* THINGS TO DO *
#1 List the four kinds of bits and pieces named in the final paragraph of the flight diary extract below.
#2 Answer these from the flight diary extract below, one line each:
(a) How much was the parking fee that Steve Monkcom paid?
(b) To what height did RMH climb on the flight across the island?
(c) To which hotel did Helen drive the group?
start PAGE EXTRACT
It rained lightly, and we watched the storm go by us out to sea, and started to make arrangement to complete my last flight on this ‘Jolly Little Caper’. There was a persistent demand for paperwork - had Steve Monkcom not been with us, we might still have been there - especially from a fat flight planner who kept warning us to get away within 2 hours or pay a parking fee - which events conspired against - and who, when we were ready to go, demanded that we leave the aircraft and go and pay him such a fee. As getting into and out of the aircraft took 1h 15m from scratch, and 30m in the state we were in, this was a real irritation. But Steve Monkcom rushed off to pay the £15.00, and absolutely refused to take payment from us, yet another example of the kindness of people who like adventures. It is, I also admit, in the fat flight planner, another example of how games can be played with us.
RMH took us up to 4,000 feet on the flight across the island, flying with terrific competence, while I day-dreamed in the back about the first beer of the day. There were obvious signs of the storm Larnaca had passed through when we lined up the land, the only time I was able to video this event, and a team called Hermes saw us into another fire-truck garage, where, thankfully, as RMH was on the phone for much of the time I struggled to get the Flyer inside, this morning it will be his responsibility to get out.
MHB feeling the Flyer, by way of introduction, in Larnaca, with RMH behind, packing. Note huge paraglider bag for RMH’s gear, all in one bag but in a jumble.
We found MHB at the airport, accompanied by a pretty woman called Helen English, who lived on the north side of this divided island, and whose husband, another ex-pat called Russell English, had covered all the insurance for MHB’s epic flight.
This necessarily had an effect on any stories I told about the flight.
Helen drove us to the Flamingo Beach Hotel where we had a beer about 10 seconds after arrival - RMH can be extremely forceful in these matters, setting off to go behind the bar himself to get the beers, followed by an alarmed barman - before scattering to our bedrooms to divvy up the kit. MHB still had not found his bag, but I returned his bum-bag to him, so he is not entirely without possessions. I returned his flying suit, and I offered to lend him one of the flying suits I used on the world flight to keep him warm, but he declined this. RMH and I had rooms next to each other - he reluctantly agreed not to go to sleep with the TV on - and I am now left with the detritus of dirty clothing and a dozen bits and pieces - videos, cameras, GPS’s, mobile phones - that have been such a huge part of my life in the last 9 days, and which I can now bring home and leave to another day.
end PAGE EXTRACT
start MATERIAL SUPPLIED
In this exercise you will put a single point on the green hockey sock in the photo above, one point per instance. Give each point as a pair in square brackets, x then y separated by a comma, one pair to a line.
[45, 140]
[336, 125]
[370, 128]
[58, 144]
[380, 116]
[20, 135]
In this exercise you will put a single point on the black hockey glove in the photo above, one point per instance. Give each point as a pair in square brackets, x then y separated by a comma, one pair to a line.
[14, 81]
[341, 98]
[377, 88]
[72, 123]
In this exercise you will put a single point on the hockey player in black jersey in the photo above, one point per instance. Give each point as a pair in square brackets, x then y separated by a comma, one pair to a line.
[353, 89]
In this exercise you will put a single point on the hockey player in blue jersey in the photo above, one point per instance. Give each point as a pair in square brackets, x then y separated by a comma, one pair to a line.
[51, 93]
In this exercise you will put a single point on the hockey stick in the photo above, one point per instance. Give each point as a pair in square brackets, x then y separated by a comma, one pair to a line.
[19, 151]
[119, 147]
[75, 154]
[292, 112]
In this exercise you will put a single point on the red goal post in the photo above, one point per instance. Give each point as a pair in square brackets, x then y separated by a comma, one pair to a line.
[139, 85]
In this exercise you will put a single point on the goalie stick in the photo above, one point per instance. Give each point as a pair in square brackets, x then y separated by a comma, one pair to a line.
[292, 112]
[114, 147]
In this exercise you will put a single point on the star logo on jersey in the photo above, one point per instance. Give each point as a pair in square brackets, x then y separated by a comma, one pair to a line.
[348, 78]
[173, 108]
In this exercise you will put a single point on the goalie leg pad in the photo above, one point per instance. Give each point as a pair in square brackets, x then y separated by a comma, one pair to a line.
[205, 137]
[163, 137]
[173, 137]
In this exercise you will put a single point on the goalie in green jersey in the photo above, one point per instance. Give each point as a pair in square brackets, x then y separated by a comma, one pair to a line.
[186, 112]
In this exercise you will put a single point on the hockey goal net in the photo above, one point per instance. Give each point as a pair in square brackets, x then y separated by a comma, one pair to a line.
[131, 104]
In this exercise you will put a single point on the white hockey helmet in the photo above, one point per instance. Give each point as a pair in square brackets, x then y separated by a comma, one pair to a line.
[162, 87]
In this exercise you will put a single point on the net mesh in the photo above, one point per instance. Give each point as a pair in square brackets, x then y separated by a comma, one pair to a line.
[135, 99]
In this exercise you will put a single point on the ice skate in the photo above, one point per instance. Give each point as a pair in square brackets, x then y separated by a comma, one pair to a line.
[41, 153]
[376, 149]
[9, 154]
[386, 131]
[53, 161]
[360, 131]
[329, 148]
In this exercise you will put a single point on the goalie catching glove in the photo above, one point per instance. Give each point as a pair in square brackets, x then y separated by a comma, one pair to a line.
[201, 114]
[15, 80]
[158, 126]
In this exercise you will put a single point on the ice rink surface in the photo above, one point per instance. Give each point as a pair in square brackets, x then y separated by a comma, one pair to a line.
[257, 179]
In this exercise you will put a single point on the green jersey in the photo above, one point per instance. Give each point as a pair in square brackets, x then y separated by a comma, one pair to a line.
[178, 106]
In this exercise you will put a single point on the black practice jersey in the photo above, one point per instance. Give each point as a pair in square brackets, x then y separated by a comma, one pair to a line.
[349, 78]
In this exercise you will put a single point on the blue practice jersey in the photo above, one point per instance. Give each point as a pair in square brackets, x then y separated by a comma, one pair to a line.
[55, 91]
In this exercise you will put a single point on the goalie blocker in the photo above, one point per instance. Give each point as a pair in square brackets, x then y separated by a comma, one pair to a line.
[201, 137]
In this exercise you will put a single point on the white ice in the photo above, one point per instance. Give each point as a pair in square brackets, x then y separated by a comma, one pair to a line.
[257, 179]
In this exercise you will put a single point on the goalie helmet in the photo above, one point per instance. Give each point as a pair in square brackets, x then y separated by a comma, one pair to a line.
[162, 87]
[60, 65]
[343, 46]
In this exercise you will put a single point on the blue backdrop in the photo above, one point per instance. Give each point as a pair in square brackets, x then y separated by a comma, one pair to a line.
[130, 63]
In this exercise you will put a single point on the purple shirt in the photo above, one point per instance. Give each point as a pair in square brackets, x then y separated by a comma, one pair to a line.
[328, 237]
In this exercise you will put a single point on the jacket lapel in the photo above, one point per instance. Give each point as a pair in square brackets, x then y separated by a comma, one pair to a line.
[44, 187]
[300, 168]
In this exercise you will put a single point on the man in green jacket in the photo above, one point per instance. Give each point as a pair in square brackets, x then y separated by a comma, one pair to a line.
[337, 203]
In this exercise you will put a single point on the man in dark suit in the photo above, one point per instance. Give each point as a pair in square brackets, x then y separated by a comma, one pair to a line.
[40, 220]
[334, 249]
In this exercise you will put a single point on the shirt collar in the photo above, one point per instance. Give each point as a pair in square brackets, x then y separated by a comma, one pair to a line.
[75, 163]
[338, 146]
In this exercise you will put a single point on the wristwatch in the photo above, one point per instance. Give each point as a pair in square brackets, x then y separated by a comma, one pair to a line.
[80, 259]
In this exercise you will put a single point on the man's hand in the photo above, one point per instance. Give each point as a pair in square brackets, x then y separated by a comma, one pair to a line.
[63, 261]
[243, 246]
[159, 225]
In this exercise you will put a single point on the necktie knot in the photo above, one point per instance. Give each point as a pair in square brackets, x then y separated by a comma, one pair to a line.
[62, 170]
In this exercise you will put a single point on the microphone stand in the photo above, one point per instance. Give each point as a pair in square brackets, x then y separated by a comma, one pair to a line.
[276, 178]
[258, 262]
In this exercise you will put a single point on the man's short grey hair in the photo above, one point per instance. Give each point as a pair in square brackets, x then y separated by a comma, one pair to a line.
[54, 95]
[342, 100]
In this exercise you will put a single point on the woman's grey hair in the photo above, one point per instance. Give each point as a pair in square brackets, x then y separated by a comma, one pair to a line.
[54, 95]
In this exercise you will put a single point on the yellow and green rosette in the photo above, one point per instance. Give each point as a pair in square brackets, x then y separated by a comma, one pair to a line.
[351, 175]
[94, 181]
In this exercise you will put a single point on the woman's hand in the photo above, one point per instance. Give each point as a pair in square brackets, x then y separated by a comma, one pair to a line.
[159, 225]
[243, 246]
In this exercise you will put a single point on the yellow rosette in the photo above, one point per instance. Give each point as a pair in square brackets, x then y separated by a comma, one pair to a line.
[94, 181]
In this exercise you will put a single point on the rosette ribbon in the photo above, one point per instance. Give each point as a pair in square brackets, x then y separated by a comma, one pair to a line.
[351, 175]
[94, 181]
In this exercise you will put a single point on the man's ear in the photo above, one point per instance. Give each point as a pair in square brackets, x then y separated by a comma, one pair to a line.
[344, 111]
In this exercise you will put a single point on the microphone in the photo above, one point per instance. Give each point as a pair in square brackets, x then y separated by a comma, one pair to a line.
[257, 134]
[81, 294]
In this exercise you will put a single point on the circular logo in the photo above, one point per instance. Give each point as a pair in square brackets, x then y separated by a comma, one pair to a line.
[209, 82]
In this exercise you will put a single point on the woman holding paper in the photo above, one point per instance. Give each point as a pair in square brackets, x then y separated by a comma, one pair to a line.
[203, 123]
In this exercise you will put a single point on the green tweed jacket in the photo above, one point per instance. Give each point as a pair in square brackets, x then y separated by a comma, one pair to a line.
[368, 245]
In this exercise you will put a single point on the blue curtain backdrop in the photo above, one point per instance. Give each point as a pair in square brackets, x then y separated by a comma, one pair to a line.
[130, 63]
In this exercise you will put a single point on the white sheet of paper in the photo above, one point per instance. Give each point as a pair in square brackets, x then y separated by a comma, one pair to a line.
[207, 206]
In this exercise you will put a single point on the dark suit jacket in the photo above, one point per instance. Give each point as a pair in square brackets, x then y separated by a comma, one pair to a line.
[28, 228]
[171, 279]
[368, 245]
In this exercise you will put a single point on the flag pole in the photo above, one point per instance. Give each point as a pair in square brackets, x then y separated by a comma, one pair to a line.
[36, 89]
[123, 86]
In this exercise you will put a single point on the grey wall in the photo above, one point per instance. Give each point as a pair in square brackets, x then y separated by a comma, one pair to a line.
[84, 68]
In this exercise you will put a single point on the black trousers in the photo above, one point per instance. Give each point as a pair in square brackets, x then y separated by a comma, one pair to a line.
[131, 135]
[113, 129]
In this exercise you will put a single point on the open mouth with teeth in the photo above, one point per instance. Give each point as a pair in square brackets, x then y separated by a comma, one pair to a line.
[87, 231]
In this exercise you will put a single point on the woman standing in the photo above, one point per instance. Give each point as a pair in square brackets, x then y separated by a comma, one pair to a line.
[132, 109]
end MATERIAL SUPPLIED
* WORKED ANSWERS *
#1 Videos, cameras, GPS’s, mobile phones

#2
(a) £15.00
(b) 4,000 feet
(c) The Flamingo Beach Hotel